● **PROBLEM TO SOLVE**
Only what runs from the line with "Give bounding boxes for plant stem." to the final line of the records below should be given again, word for word.

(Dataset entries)
▬▬▬▬▬▬

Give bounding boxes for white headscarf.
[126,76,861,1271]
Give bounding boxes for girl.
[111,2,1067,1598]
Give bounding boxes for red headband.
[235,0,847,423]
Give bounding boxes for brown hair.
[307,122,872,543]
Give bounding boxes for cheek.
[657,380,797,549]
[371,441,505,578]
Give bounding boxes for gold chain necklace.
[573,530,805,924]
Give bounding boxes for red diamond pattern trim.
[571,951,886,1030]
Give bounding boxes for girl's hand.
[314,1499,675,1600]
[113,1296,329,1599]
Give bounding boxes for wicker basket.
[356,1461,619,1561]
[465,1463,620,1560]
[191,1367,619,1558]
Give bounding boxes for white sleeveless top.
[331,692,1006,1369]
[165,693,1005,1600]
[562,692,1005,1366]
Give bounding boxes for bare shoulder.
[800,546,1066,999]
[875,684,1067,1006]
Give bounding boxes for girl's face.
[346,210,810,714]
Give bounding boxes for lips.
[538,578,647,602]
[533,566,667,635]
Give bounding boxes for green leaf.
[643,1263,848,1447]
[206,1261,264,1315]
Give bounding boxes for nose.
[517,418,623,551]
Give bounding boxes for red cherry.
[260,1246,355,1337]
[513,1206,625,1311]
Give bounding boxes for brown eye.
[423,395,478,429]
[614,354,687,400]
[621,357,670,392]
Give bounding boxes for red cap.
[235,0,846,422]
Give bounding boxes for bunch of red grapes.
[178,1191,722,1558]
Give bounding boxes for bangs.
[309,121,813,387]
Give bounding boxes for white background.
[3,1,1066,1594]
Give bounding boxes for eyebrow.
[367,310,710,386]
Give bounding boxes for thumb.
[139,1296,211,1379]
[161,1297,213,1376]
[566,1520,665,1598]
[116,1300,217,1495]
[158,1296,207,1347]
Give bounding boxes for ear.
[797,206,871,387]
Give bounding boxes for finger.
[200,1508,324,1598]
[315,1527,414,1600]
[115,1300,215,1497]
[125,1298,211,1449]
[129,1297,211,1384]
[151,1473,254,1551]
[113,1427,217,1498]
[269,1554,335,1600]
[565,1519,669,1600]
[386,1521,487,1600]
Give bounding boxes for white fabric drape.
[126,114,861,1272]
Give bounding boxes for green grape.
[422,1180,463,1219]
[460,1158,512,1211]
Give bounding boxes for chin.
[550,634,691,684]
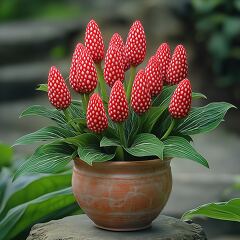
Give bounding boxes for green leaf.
[20,105,66,125]
[0,172,72,219]
[182,198,240,222]
[192,92,207,99]
[153,85,176,107]
[141,106,165,133]
[163,136,209,168]
[76,134,115,165]
[64,133,99,147]
[14,126,76,145]
[0,187,78,240]
[0,144,13,167]
[125,133,164,159]
[175,102,235,135]
[36,84,48,92]
[14,143,74,179]
[100,137,120,147]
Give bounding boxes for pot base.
[95,223,152,232]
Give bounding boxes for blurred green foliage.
[0,143,13,168]
[0,0,81,22]
[190,0,240,88]
[0,142,81,240]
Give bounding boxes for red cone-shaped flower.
[69,43,85,92]
[104,45,124,87]
[108,81,129,122]
[48,66,71,110]
[155,43,171,83]
[84,19,104,63]
[87,93,108,133]
[125,20,146,66]
[109,33,130,71]
[76,48,98,93]
[166,44,188,85]
[169,78,192,119]
[145,55,163,97]
[131,69,151,115]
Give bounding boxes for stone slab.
[26,214,207,240]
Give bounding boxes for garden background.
[0,0,239,239]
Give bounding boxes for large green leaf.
[125,133,164,159]
[14,126,76,145]
[14,143,74,179]
[0,171,72,219]
[175,102,235,135]
[0,144,13,167]
[148,86,206,133]
[182,198,240,222]
[100,137,120,147]
[20,105,66,125]
[0,187,78,240]
[163,136,209,168]
[77,134,115,165]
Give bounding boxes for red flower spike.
[87,93,108,133]
[108,81,129,122]
[155,43,171,83]
[104,45,124,87]
[76,48,98,94]
[69,43,85,92]
[169,78,192,119]
[48,66,71,110]
[166,44,188,85]
[84,19,104,63]
[145,55,163,97]
[125,20,146,66]
[109,33,130,71]
[131,69,151,115]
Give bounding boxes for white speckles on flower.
[87,93,108,133]
[108,81,129,122]
[104,45,125,87]
[48,66,71,110]
[125,20,146,67]
[145,56,163,97]
[169,78,192,118]
[155,43,171,83]
[85,20,104,63]
[166,45,188,85]
[131,69,151,115]
[75,48,98,94]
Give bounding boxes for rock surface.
[27,214,207,240]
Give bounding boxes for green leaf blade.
[163,136,209,168]
[14,126,76,145]
[175,102,235,135]
[125,133,164,159]
[182,198,240,222]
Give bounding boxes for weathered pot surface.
[72,158,172,231]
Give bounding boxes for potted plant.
[14,19,234,231]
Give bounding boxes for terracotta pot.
[72,158,172,231]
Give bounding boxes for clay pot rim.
[74,157,172,167]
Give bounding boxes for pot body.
[72,159,172,231]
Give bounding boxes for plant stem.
[95,63,108,103]
[84,94,90,109]
[63,108,78,131]
[115,146,125,161]
[81,94,87,113]
[118,122,127,147]
[126,65,136,103]
[161,118,176,140]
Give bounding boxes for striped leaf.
[20,105,66,125]
[14,143,74,179]
[125,133,164,159]
[163,136,209,168]
[14,126,77,145]
[182,198,240,222]
[175,102,235,135]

▬▬▬▬▬▬

● **EXERCISE SOLUTION**
Give bounding boxes for plant stem.
[95,63,108,103]
[84,94,90,109]
[63,108,78,131]
[115,146,125,161]
[81,94,87,113]
[118,122,127,147]
[126,65,136,103]
[161,118,176,140]
Give bounding boxes for striped leaf.
[20,105,66,125]
[14,143,74,179]
[125,133,164,159]
[163,136,209,168]
[14,126,77,145]
[182,198,240,222]
[175,102,235,135]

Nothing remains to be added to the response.